Aim:
Pick out every line of the material below that contains the string "glove", matching case exactly, and copy each such line in full.

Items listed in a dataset
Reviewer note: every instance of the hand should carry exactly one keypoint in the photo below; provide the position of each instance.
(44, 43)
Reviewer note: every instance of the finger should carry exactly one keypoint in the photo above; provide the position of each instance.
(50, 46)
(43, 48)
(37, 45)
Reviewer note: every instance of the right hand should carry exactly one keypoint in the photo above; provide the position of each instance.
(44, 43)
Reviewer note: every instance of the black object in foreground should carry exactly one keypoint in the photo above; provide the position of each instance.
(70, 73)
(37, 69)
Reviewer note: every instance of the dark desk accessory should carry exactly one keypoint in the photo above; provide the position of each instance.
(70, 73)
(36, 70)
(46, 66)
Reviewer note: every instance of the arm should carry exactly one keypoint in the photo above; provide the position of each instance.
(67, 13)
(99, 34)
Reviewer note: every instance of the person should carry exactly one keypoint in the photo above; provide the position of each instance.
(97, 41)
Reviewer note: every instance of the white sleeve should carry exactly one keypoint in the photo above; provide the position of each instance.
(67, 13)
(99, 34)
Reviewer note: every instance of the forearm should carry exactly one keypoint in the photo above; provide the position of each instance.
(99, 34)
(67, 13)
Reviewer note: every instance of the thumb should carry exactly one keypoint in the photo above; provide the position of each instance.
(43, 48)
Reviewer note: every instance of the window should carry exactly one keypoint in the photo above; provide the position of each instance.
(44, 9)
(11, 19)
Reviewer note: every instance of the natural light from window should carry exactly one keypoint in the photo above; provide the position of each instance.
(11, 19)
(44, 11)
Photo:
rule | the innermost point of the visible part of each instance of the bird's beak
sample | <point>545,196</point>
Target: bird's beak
--
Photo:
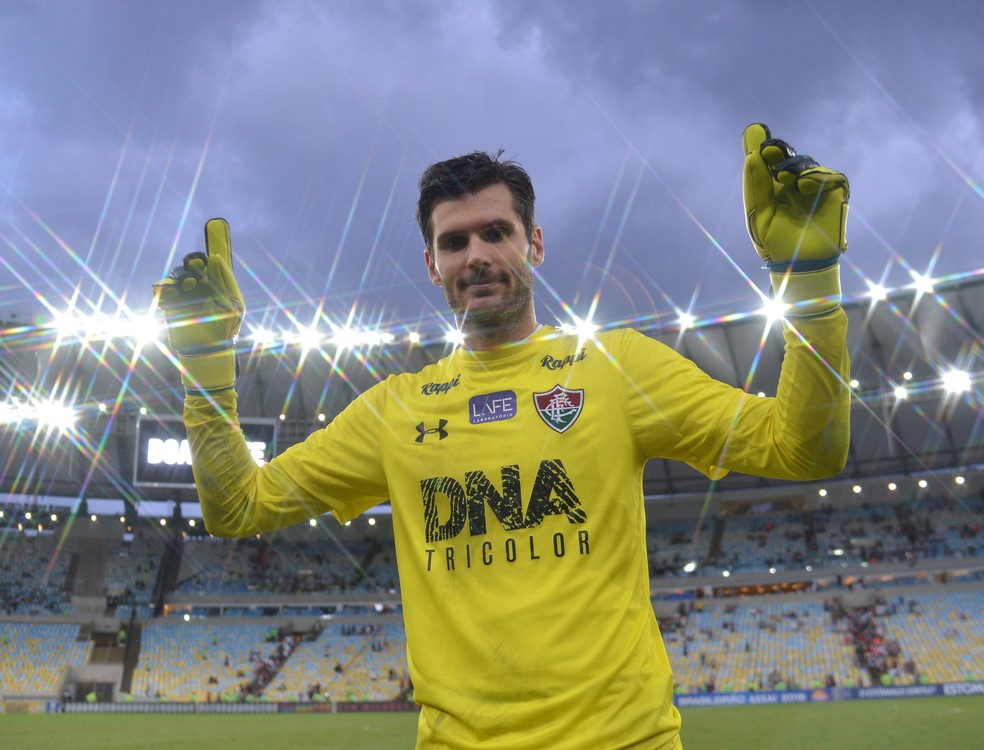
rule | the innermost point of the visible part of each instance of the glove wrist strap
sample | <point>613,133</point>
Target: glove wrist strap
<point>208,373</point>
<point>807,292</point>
--
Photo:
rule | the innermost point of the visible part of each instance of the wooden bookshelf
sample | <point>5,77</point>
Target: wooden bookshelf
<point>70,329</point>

Worked solution:
rule | the innermost point of the visible part of each instance of the glove wrist strap
Target: glove wrist strap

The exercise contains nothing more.